● **Data supplied**
──────────────────────────────
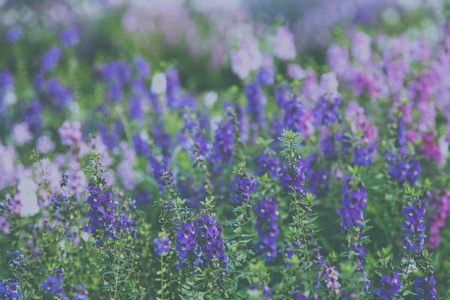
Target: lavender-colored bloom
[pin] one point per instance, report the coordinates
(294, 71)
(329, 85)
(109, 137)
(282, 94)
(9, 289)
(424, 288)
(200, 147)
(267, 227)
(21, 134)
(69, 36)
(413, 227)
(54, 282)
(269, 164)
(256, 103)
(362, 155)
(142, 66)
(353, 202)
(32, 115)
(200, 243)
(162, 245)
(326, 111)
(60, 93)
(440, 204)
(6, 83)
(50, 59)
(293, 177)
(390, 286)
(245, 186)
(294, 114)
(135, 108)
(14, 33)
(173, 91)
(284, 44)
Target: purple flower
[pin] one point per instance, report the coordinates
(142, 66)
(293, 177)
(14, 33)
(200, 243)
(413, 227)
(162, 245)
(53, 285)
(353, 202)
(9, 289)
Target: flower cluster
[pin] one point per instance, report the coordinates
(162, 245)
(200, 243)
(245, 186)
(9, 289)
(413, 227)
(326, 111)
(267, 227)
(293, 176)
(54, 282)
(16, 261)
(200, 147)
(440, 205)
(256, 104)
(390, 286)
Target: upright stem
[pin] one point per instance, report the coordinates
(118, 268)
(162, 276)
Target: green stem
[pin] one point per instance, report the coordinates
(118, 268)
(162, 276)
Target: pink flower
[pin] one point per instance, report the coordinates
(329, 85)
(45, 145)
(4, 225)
──────────────────────────────
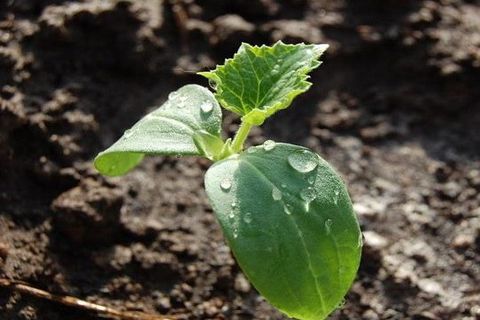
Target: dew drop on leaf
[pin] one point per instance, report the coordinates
──────────────────────────────
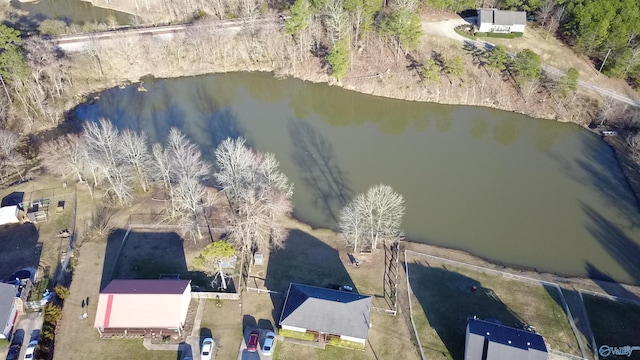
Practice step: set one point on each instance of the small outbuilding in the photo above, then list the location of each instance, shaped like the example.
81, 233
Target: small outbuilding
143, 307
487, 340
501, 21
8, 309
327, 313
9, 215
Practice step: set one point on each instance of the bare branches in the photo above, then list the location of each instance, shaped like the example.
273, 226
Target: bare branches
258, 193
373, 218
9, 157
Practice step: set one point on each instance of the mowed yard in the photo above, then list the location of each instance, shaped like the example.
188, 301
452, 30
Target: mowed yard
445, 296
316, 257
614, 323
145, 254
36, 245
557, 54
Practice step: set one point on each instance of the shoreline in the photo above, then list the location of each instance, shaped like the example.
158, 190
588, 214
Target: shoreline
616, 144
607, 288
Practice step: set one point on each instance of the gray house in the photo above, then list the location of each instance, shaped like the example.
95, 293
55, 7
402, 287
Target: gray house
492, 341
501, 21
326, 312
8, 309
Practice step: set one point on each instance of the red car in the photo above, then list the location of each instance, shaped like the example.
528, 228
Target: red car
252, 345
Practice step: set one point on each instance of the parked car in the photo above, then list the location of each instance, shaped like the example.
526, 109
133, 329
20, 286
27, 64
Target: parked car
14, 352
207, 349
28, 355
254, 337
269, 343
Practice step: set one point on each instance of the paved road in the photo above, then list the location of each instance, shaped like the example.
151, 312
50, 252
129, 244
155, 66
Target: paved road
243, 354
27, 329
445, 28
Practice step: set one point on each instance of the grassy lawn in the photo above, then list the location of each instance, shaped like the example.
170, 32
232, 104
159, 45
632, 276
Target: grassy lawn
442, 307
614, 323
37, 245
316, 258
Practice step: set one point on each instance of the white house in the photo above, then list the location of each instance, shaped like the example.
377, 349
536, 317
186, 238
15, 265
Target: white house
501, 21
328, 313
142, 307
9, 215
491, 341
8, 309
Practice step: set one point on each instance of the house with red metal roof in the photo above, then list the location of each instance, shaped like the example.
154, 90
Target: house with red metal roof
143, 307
──────────────────────────────
● **Assignment**
Return each line in the records that holds the string "flower".

● **Answer to this problem**
Target: purple flower
Target: flower cluster
Target: pink flower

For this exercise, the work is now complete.